── Entries shown

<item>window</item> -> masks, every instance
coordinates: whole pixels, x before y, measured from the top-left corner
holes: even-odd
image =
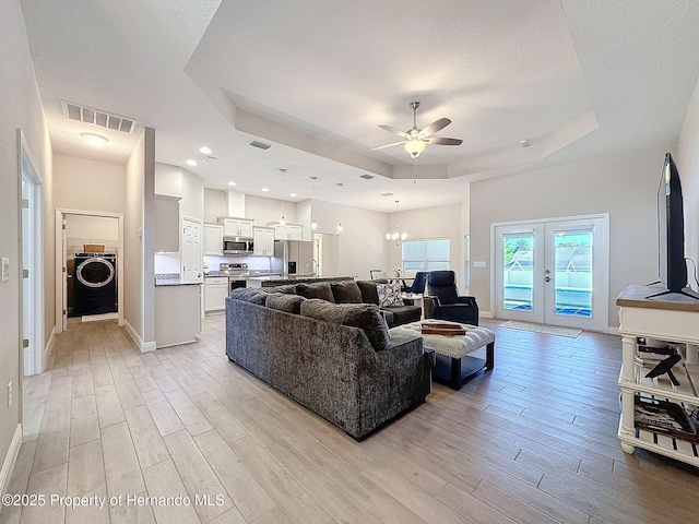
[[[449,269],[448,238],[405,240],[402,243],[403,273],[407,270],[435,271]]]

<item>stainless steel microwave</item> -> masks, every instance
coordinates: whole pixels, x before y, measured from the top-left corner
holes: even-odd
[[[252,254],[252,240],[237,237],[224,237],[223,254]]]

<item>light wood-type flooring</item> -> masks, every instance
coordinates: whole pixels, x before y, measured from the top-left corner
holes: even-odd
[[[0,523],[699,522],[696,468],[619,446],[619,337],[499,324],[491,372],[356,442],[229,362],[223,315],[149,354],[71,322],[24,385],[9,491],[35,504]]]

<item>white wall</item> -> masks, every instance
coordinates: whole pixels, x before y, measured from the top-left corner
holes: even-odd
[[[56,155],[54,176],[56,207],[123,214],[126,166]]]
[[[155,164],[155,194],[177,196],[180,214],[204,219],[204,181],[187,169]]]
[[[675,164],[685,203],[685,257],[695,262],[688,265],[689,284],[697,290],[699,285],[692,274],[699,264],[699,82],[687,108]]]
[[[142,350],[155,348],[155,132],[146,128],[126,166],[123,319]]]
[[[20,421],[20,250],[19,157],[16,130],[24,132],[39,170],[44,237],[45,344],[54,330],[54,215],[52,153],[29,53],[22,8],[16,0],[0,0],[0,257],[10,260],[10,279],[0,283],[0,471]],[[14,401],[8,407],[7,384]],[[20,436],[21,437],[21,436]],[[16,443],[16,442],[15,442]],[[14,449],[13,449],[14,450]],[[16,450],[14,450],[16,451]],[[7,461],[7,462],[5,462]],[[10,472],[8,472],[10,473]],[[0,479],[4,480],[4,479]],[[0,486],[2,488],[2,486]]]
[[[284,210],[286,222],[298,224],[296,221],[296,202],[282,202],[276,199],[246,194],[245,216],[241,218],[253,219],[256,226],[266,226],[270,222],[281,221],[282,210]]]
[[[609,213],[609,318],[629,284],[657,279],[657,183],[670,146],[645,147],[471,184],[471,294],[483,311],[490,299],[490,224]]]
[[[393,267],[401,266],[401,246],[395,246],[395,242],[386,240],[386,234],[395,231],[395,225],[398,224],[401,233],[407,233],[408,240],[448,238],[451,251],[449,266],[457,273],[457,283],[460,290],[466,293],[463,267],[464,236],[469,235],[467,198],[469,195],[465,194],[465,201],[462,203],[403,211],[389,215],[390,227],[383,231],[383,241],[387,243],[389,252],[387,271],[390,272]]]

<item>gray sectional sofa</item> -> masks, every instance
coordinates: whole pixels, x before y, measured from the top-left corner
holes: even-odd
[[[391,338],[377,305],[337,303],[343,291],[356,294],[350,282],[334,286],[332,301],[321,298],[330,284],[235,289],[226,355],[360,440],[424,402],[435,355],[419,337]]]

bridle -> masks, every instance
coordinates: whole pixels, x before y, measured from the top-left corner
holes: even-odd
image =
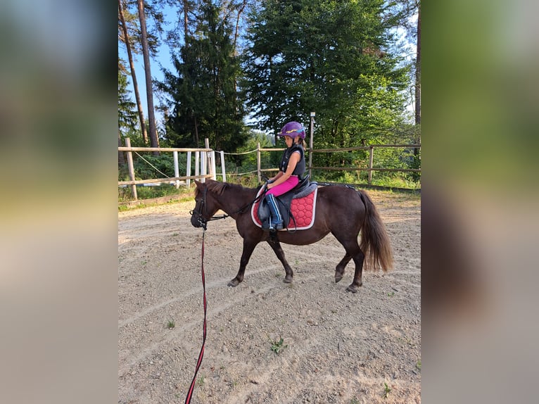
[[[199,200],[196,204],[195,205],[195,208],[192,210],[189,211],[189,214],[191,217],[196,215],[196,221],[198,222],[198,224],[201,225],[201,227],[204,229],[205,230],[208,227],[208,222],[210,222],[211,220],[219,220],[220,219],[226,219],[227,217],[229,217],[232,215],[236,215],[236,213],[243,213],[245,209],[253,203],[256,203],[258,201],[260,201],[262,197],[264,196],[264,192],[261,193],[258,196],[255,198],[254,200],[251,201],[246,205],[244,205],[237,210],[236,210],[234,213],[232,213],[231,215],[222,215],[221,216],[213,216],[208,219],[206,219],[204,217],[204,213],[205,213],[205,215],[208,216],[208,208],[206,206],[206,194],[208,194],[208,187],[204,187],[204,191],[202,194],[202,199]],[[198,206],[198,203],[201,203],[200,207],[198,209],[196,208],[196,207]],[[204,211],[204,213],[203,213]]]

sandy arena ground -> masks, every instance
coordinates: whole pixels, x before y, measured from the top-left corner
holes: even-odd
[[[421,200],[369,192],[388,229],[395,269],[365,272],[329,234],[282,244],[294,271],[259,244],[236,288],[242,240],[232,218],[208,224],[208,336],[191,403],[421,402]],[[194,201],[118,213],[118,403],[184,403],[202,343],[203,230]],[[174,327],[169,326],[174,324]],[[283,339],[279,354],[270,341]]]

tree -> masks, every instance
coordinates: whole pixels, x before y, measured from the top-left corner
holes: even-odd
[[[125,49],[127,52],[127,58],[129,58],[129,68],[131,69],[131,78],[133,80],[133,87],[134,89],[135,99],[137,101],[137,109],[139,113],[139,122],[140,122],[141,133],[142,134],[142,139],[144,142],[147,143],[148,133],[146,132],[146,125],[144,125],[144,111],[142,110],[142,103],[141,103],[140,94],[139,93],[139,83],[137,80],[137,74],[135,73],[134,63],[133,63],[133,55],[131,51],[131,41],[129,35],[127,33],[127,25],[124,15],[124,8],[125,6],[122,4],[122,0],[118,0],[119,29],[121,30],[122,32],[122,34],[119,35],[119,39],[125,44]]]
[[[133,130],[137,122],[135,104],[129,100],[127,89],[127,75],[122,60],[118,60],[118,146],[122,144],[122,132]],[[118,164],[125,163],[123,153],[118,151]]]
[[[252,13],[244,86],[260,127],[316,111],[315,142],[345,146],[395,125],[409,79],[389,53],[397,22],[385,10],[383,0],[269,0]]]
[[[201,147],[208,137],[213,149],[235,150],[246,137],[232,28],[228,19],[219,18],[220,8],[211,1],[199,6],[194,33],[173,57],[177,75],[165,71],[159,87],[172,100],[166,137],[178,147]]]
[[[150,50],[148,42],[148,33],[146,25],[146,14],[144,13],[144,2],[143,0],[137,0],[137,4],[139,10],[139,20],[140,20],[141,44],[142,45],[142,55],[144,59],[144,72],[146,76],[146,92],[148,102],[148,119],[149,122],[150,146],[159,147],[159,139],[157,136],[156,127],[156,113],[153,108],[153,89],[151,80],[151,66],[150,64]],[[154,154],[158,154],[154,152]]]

────

▶ _Directions for this task_:
Please rewrite everything from the line containing "<item>stainless steel microwave</item>" down to the line containing "[[[252,254],[252,240],[237,237],[224,237],[223,254]]]", replacing "top-left corner" with "upper-left corner" and keeping all else the same.

▶ _Answer to the problem_:
<item>stainless steel microwave</item> -> masks, every instance
coordinates: whole pixels, x before y, measured from the upper-left corner
holes: even-odd
[[[252,254],[252,240],[237,237],[224,237],[223,254]]]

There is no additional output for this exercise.